Document segment Start Marker

Fitch Ratings-Chicago-17 July 2020: The coronavirus pandemic is negatively affecting electricity demand in Peru, with lower sales and delinquent customer payments pressuring power generator company (GenCos) and distribution company (DisCos) cash flows, says Fitch Ratings. Financial discipline will help mitigate credit implications for DisCos, while having diversified assets and technologies, flexible cost structures and a high mix of contracted sales will help GenCos handle the challenging conditions.
Fitch expects electricity demand to recover in second-half 2020, as key economic activities, such as mining, gradually resume, with full-year demand declining at a high single-digit rate for all of 2020. Monthly electricity demand in Peru declined 30% and 25% yoy in April and May 2020, respectively, due to the coronavirus-driven lockdowns. During June, as the country opened up for essential service, energy demand recovered and the decline was 13.4% yoy. The country’s lockdown, which was first imposed in mid-March, was lifted in most areas at the start of July, after being extended several times.
Electricity demand in Peru is closely linked to GDP growth, which depends to a large degree on a recovery in global commodity markets, as mining and other commodity exports account for 70.4% of national export revenues. Fitch projects Peru’s real GDP will decline 5.5% in 2020 and then grow 5.0% in 2021.

Document segment End Marker
Data block Start Marker

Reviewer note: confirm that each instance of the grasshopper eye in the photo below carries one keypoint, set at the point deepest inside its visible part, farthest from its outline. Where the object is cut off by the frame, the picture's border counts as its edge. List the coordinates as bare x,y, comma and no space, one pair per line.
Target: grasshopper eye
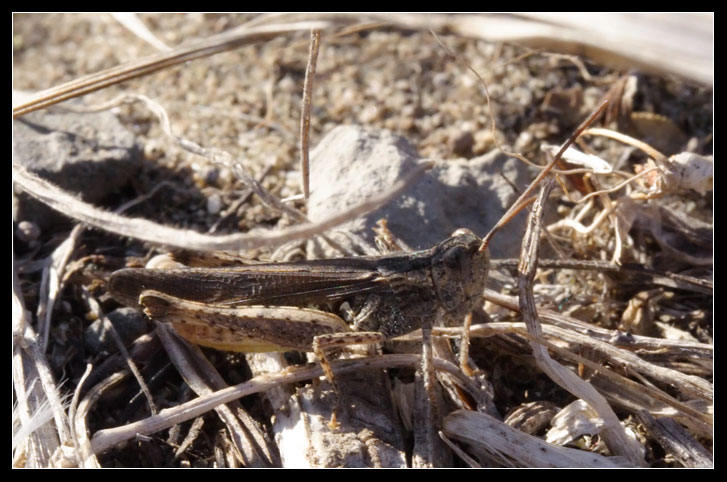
455,257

Data block End Marker

▸ Exercise description
From the passage on Peru's electricity demand, copy word for word the portion starting with "Fitch Ratings-Chicago-17 July" and going on through "the challenging conditions.".

▸ Response to this exercise
Fitch Ratings-Chicago-17 July 2020: The coronavirus pandemic is negatively affecting electricity demand in Peru, with lower sales and delinquent customer payments pressuring power generator company (GenCos) and distribution company (DisCos) cash flows, says Fitch Ratings. Financial discipline will help mitigate credit implications for DisCos, while having diversified assets and technologies, flexible cost structures and a high mix of contracted sales will help GenCos handle the challenging conditions.